:: Stated exercise ::
Reproduce every line of the entries, text lines included, from the line containing "Mark the sedan, one point per instance." through the final line, and adjust each answer coordinate by adding -11 to it.
----- Exercise inputs
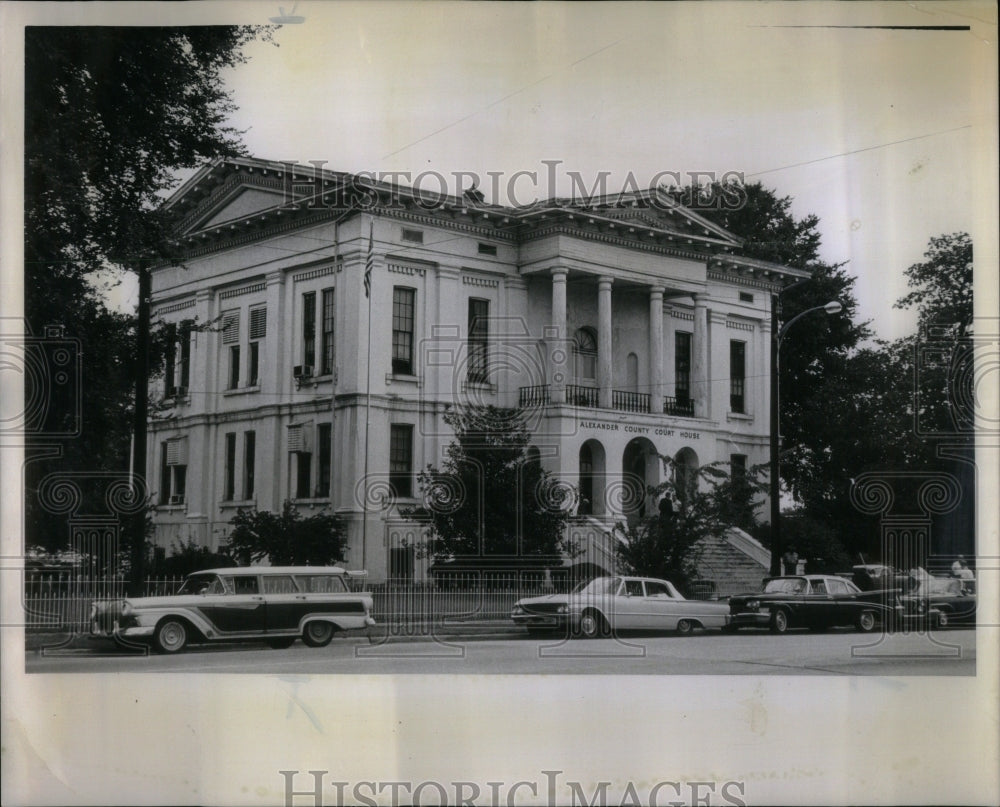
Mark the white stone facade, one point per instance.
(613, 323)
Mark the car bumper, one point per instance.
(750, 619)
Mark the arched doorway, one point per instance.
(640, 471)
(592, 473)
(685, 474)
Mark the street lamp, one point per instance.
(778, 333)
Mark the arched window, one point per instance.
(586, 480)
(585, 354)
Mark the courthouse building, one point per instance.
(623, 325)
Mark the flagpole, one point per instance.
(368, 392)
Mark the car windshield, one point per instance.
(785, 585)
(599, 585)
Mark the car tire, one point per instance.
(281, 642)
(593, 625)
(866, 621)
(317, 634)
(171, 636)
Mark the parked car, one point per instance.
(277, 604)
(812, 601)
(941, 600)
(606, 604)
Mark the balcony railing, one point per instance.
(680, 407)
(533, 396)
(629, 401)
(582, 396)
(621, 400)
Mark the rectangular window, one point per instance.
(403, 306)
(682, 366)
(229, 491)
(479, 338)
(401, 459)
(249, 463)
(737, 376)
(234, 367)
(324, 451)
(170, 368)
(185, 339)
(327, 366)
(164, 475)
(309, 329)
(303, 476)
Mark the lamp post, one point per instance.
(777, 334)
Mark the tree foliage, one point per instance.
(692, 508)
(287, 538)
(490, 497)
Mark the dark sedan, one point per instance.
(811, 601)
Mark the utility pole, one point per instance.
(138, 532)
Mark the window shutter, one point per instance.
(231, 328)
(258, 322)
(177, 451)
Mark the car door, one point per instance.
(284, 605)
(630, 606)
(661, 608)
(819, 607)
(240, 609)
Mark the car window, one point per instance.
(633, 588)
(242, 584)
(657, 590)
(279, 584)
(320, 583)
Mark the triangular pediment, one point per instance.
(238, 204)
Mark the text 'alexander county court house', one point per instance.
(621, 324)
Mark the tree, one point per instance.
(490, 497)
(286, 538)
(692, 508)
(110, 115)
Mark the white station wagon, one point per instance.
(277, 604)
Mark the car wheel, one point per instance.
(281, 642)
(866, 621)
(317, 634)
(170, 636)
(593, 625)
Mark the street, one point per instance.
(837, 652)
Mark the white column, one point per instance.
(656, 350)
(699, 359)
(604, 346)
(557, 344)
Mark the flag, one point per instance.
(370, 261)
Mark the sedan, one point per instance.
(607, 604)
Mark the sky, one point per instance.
----------
:: The response ::
Mark the sedan, one point per instance.
(596, 593)
Mark the sky, one point per instance.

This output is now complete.